* Work to complete
The entries are to be duplicated exactly, though any picture in them must be omitted.

▬▬▬▬▬▬▬▬▬▬

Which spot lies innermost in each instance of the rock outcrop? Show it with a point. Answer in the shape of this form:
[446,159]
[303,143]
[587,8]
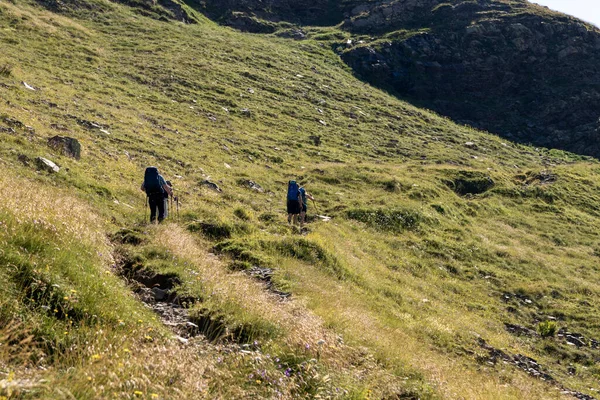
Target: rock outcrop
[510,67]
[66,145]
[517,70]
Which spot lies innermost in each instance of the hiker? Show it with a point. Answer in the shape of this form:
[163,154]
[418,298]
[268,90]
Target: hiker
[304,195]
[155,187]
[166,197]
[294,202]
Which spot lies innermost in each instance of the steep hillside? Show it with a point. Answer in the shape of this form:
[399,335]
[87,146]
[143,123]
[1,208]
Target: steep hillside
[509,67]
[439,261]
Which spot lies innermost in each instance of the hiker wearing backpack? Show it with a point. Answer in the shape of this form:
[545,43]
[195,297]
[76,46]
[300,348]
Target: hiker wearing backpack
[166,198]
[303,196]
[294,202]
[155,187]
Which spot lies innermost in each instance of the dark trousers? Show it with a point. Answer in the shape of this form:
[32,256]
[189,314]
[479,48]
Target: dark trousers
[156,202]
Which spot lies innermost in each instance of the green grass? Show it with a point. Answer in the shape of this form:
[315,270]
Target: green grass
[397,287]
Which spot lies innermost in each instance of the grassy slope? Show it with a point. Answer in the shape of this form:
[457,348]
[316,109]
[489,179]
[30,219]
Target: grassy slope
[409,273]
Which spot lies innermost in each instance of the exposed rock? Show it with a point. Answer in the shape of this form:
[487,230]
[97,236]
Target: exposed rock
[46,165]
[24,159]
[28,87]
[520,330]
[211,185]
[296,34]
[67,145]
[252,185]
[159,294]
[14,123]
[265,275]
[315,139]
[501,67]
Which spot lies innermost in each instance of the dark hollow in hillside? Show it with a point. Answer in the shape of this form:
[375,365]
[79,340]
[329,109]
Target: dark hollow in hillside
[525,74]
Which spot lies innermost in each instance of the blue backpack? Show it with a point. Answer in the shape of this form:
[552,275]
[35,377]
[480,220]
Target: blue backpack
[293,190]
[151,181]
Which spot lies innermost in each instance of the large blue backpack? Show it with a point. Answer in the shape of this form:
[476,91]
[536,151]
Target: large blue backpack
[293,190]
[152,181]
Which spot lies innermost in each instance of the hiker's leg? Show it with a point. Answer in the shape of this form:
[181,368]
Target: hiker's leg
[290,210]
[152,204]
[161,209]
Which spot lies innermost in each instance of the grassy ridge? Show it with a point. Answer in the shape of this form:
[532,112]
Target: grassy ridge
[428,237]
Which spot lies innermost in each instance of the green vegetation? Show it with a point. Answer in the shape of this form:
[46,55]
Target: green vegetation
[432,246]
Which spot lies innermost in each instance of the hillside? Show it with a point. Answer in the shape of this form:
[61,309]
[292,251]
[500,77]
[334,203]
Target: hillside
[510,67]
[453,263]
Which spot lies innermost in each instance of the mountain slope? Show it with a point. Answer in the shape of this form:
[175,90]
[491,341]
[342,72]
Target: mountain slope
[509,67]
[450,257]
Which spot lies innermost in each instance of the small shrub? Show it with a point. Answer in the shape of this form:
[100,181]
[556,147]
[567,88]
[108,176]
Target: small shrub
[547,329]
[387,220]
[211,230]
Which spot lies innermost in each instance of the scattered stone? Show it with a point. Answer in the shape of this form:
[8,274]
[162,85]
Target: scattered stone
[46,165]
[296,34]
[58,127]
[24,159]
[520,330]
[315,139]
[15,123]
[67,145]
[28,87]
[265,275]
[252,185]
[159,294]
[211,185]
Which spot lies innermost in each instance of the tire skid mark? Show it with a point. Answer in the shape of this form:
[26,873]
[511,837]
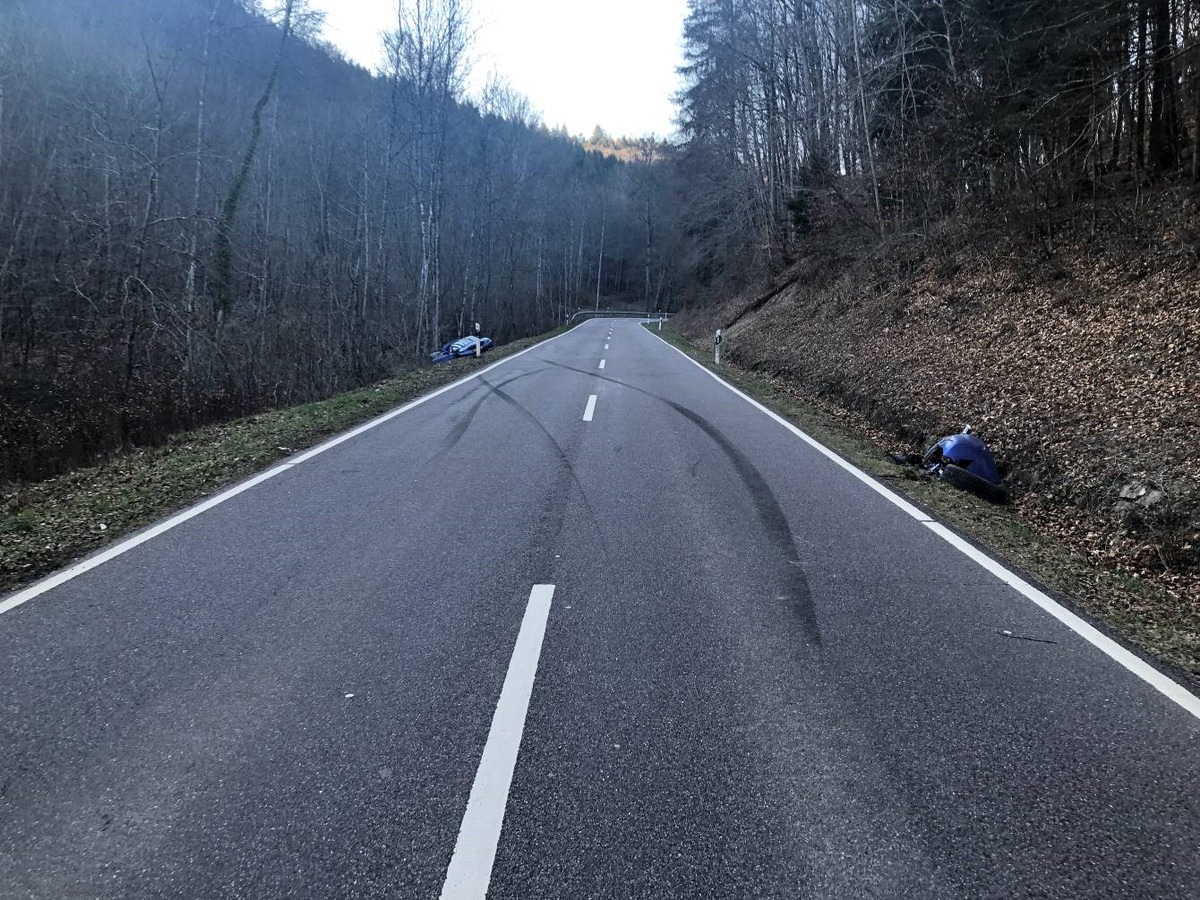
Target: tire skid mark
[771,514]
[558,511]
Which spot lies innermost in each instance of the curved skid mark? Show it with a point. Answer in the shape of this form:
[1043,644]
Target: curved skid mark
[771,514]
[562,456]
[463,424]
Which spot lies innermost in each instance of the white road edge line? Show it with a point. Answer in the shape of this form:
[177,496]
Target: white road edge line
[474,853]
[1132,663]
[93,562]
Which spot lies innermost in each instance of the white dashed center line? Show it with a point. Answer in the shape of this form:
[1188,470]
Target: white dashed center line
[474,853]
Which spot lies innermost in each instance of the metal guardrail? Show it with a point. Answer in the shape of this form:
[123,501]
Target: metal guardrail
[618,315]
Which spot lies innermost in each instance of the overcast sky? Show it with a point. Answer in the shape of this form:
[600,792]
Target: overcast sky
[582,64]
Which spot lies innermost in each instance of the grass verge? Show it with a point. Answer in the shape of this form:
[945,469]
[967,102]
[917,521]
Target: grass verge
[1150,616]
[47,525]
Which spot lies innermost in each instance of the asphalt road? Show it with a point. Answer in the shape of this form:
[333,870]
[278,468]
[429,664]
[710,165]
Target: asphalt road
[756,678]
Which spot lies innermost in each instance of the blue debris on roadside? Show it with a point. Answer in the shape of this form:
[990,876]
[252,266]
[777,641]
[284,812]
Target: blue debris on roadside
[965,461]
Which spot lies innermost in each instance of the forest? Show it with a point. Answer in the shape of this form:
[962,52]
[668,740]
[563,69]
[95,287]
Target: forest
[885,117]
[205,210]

▬▬▬▬▬▬▬▬▬▬

* Response
Which spot lies innermost in each instance of the rock outcrop? Show it with a point. Answer in the shape of this form:
[446,159]
[303,143]
[587,8]
Target: rock outcrop
[510,67]
[66,145]
[517,70]
Which spot lies innermost in each instance of the hiker? Show it with a point. Answer in the shape of this form:
[163,154]
[418,298]
[268,90]
Target: hiker
[304,195]
[155,187]
[166,197]
[294,202]
Which spot lies innermost in each instance of the steep hillside? Show it with a point. Answer in the shape of this form:
[399,335]
[87,146]
[143,123]
[1,208]
Target: steep hillside
[509,67]
[439,261]
Which spot lies innermost in each instance of the hiker wearing backpack? Show it with a point. Answer in the shape of this form:
[545,43]
[195,297]
[76,46]
[300,348]
Target: hiker wearing backpack
[166,198]
[303,196]
[294,202]
[155,187]
Which spot lies innermost in each instance of the dark trousers? Show it with a point. Answer in the shape of this form:
[32,256]
[189,314]
[479,48]
Target: dark trousers
[156,202]
Which spot lies innermost in each instance of the green grass? Show it with a point. Answer in the shape of this form:
[315,270]
Target: green grass
[397,287]
Which spot lies innermost in each instance of the grassy slope? Show it with a point. Answer in the shape of this form:
[457,348]
[316,109]
[489,179]
[30,219]
Target: grassy slope
[409,273]
Which spot lies innermost in each instance of the exposed rock? Show it with a point. Answer in the shape of this form:
[487,230]
[97,236]
Target: exposed rock
[46,165]
[24,159]
[28,87]
[520,330]
[211,185]
[296,34]
[67,145]
[252,185]
[159,294]
[14,123]
[265,275]
[315,139]
[501,67]
Which spot lies innermost in each instance of the dark hollow in hillside? Show it with a point. Answer in the shape of this form:
[375,365]
[79,340]
[329,109]
Target: dark hollow in hillside
[525,74]
Which spot lies innermost in each instance of the blue backpack? Show it with a point. Answer in the shape of this form:
[552,275]
[35,377]
[480,220]
Target: blue backpack
[293,190]
[151,181]
Which spot lies innermost in each instance of the large blue backpack? Show it with a point. Answer in the shape of this form:
[476,91]
[536,151]
Target: large blue backpack
[293,190]
[152,181]
Which spot lies innermost in each instance of the hiker's leg? Show it with a point. Answer in the shape of this form:
[181,368]
Target: hiker's leg
[290,210]
[152,204]
[161,209]
Which spot lies innermost in each instance of the grassy ridge? Show it with a point. Answer in the shape of this form:
[532,112]
Target: grassy ridge
[428,237]
Which spot lies innermost in each instance of the green vegetation? Show it with a point. Answer in the shape of this form:
[46,55]
Target: green vegetation
[432,246]
Which spot lies innermost in each instance of the hillside? Show it with a point. Answer in the shape of this form:
[61,309]
[292,251]
[500,77]
[334,203]
Target: hillside
[510,67]
[453,263]
Which spot lies innermost in each instance of the mountain slope? Show it with a point. Answer in the shape of this form:
[175,90]
[491,341]
[342,72]
Target: mountain slope
[509,67]
[450,257]
Which spot lies innermost in each instance of the small shrub? Show it with a point. Answer in the shape of this form:
[100,181]
[556,147]
[567,88]
[108,176]
Target: small shrub
[547,329]
[387,220]
[211,230]
Which spot lies innermost in each instance of the scattered stone? Show it with a point. Answer in the shape of this form:
[8,274]
[162,85]
Target: scattered stone
[46,165]
[296,34]
[58,127]
[24,159]
[520,330]
[315,139]
[15,123]
[67,145]
[28,87]
[265,275]
[252,185]
[159,294]
[211,185]
Which spot lies innermost in each instance of the tire skid mark? Show it with a point. Answer in the shape of this form:
[26,873]
[511,837]
Target: tire skid mark
[771,514]
[558,511]
Which spot lies innermost in each instance of the curved skid mark? Show it with a point. Answer in the shape of this form:
[1043,644]
Target: curved skid mark
[771,514]
[562,456]
[463,424]
Which spot lies innermost in each instance of the white road edge line? Show it with a point. Answer in the shape of this form:
[177,496]
Target: white road edge line
[474,853]
[1132,663]
[93,562]
Which spot lies innermost in each instance of the white dashed center line? Show it with a point. Answer in the shape of this form:
[1188,470]
Target: white dashed center line
[474,853]
Which spot lies innermost in each instance of the metal guardrail? Show it with a point. Answer in the shape of this form:
[123,501]
Target: metal guardrail
[618,315]
Which spot lies innermost in each instance of the overcast sky? Show it with a point. Answer in the shape of this form:
[600,792]
Target: overcast sky
[582,64]
Which spot lies innermost in each instance of the grass verge? Show it with a point. Answer in the shape of this form:
[945,469]
[967,102]
[917,521]
Target: grass verge
[1150,616]
[47,525]
Which spot lies innermost in each instance of the asphalt road? Show it with a point. Answer in the shape of this form:
[333,870]
[278,468]
[429,664]
[710,165]
Target: asphalt road
[756,678]
Which spot lies innermost in each instance of the blue debris on roadside? Show it with a point. Answer in the shape of this form:
[990,876]
[252,266]
[777,641]
[284,812]
Target: blue debris on roadside
[965,461]
Which spot lies innermost in each instance of the forest? Show it with a point. Answer in the shape of this form:
[962,52]
[668,740]
[563,69]
[95,287]
Target: forest
[885,117]
[205,210]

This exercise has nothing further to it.